--- begin PROVIDED RECORDS ---
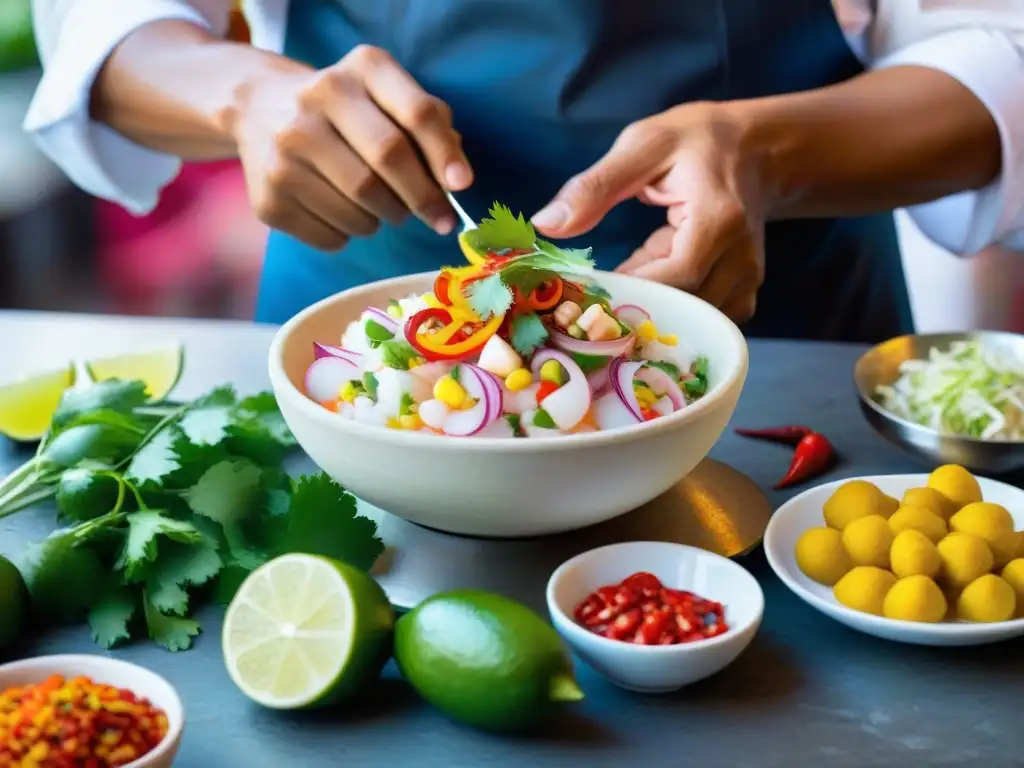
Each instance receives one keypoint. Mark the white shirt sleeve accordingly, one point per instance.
(75, 38)
(981, 44)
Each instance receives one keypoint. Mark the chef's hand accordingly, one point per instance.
(328, 155)
(689, 161)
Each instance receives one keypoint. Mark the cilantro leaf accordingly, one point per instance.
(179, 566)
(323, 520)
(527, 333)
(502, 229)
(139, 548)
(228, 494)
(62, 577)
(397, 353)
(208, 425)
(155, 461)
(489, 297)
(84, 494)
(172, 633)
(112, 394)
(110, 615)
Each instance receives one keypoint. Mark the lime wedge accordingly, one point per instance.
(27, 407)
(160, 369)
(304, 631)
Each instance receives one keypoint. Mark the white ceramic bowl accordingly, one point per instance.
(138, 680)
(804, 511)
(657, 669)
(511, 487)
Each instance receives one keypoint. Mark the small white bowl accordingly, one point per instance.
(657, 669)
(805, 511)
(138, 680)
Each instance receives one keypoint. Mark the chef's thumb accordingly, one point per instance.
(588, 197)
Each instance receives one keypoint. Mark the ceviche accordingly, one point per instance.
(521, 342)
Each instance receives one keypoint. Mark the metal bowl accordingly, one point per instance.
(880, 366)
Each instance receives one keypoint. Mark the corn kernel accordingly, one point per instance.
(411, 421)
(449, 391)
(552, 371)
(646, 331)
(518, 380)
(348, 392)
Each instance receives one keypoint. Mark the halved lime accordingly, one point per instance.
(305, 631)
(160, 369)
(27, 407)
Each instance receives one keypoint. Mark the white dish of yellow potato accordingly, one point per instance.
(805, 511)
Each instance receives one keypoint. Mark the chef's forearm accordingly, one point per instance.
(174, 87)
(889, 138)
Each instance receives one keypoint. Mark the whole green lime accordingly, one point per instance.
(484, 659)
(13, 603)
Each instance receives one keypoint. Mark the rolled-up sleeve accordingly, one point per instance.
(75, 38)
(980, 43)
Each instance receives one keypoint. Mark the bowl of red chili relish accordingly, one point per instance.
(654, 616)
(88, 711)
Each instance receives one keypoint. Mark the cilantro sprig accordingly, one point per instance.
(167, 504)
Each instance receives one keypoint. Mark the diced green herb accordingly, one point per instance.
(527, 333)
(406, 404)
(370, 385)
(589, 363)
(376, 333)
(397, 353)
(543, 419)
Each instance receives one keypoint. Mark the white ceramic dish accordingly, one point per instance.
(657, 669)
(113, 672)
(804, 511)
(511, 487)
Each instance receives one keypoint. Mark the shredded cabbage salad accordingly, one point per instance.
(970, 390)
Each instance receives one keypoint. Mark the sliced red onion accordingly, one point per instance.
(326, 350)
(326, 377)
(598, 380)
(471, 421)
(622, 374)
(613, 348)
(383, 318)
(662, 383)
(568, 404)
(631, 314)
(494, 387)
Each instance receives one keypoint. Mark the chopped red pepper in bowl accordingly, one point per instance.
(642, 610)
(653, 616)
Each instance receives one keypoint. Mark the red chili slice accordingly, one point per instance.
(643, 611)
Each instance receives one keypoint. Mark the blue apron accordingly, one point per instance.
(541, 88)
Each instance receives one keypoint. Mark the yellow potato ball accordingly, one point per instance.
(965, 557)
(913, 553)
(929, 499)
(915, 598)
(1013, 574)
(864, 589)
(821, 556)
(852, 501)
(919, 518)
(868, 541)
(987, 598)
(956, 484)
(993, 523)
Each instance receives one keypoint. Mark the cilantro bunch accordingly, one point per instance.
(166, 504)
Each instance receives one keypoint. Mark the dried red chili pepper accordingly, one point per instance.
(788, 435)
(813, 456)
(642, 610)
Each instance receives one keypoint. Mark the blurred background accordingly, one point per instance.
--- end PROVIDED RECORDS ---
» PROBLEM STATEMENT:
Please write out all of the material above without changing a word, and omit any pictures.

» CORRECT RESPONSE:
Each instance receives one keypoint. Mark the white shirt sleeve accordingly, one point per instance.
(75, 38)
(981, 44)
Each instance receives one keypoint. Mark the chef's hand accordingly, one point per instance.
(328, 155)
(689, 161)
Each instance receives one keypoint. Mark the cilantro leaf accordingly, one point per instance.
(179, 566)
(323, 520)
(527, 333)
(502, 229)
(139, 548)
(228, 494)
(62, 577)
(397, 353)
(208, 425)
(155, 461)
(489, 297)
(84, 494)
(172, 633)
(112, 394)
(110, 615)
Each instance receives one keypoint. Mark the lime wedge accordingly, one point per instance.
(27, 407)
(160, 369)
(304, 631)
Each instance receives one keypoint. Mark the white ceramic bowl accordingly, one point per instance.
(138, 680)
(804, 511)
(657, 669)
(511, 487)
Each instance receives one keypoint. Mark the small white bowl accordingly, one point per instance.
(657, 669)
(805, 511)
(138, 680)
Each instance receives one keypoint. Mark the chef's thumb accordingly, one point per instance.
(588, 197)
Each instance receives one keypoint. Mark the ceviche accordingly, one point per instance.
(521, 342)
Each instance receives one keypoint. Mark the metal bowl accordingly, one point per instance.
(880, 366)
Each instance receives one keypoint. Mark the corn kernel accordingly, one point per instance.
(411, 421)
(449, 391)
(552, 371)
(646, 331)
(518, 380)
(348, 392)
Each instance receives one keypoint. Mark the halved lime accordingly, one point per instance.
(305, 631)
(160, 369)
(27, 407)
Each instance receives one keypoint. Mark the white dish of yellow potato accordingly, one point per instance.
(805, 511)
Each instance receives one keypoint. Mark the chef's forearm accordingly, one point per instance.
(174, 87)
(889, 138)
Each instance receives one keypoint. Mark the whole green lime accordingly, one point per instance.
(484, 659)
(13, 603)
Each instance receives one keypoint. Mark the rolled-up sleeve accordingly, one point per instance.
(75, 38)
(980, 43)
Each instance receives one keypoint. Mark the bowl of red chili relish accordingly, one point per instance.
(654, 616)
(88, 711)
Each instance receives one keypoint. Mark the cilantro sprig accordingly, one point per instance.
(167, 504)
Each instance receives one keypoint. Mark the diced green herb accordingly, one point per instance.
(527, 333)
(406, 404)
(370, 385)
(589, 363)
(376, 333)
(397, 353)
(543, 419)
Each instance receives one keypoint. Mark the white ceramic dish accordingly, one point per instance.
(657, 669)
(113, 672)
(804, 511)
(511, 487)
Each instance receives one keypoint. Mark the shredded cabbage salad accordingly, one point per instance.
(970, 390)
Each instance receives one keypoint. Mark the sliced red onion accordingly, one point per instance.
(326, 350)
(326, 377)
(598, 380)
(471, 421)
(622, 374)
(613, 348)
(383, 318)
(662, 383)
(568, 404)
(631, 314)
(494, 387)
Each instance receives one keypoint. Mark the chopped red pepper in bowl accordingly, one point per instance.
(642, 610)
(653, 616)
Each instance receives one keypoint. Mark the red chili slice accordingly, one point per instance.
(643, 611)
Each instance receives one keypoint. Mark the blue apron accordingly, one point per instance.
(541, 88)
Each instance receives one keypoint. Mark the yellow potato ball accordingly, one point per instance.
(965, 557)
(913, 553)
(929, 499)
(915, 598)
(1013, 574)
(864, 589)
(821, 556)
(852, 501)
(919, 518)
(868, 541)
(987, 598)
(956, 484)
(993, 523)
Each instance receives one keypoint. Mark the cilantro bunch accordingly, one point per instance.
(166, 504)
Each instance receives one keypoint. Mark the dried red chili pepper accordingly, one point per instance.
(788, 435)
(813, 456)
(642, 610)
Each instance receives one keypoint. Mark the blurred background accordingly, one point per instance.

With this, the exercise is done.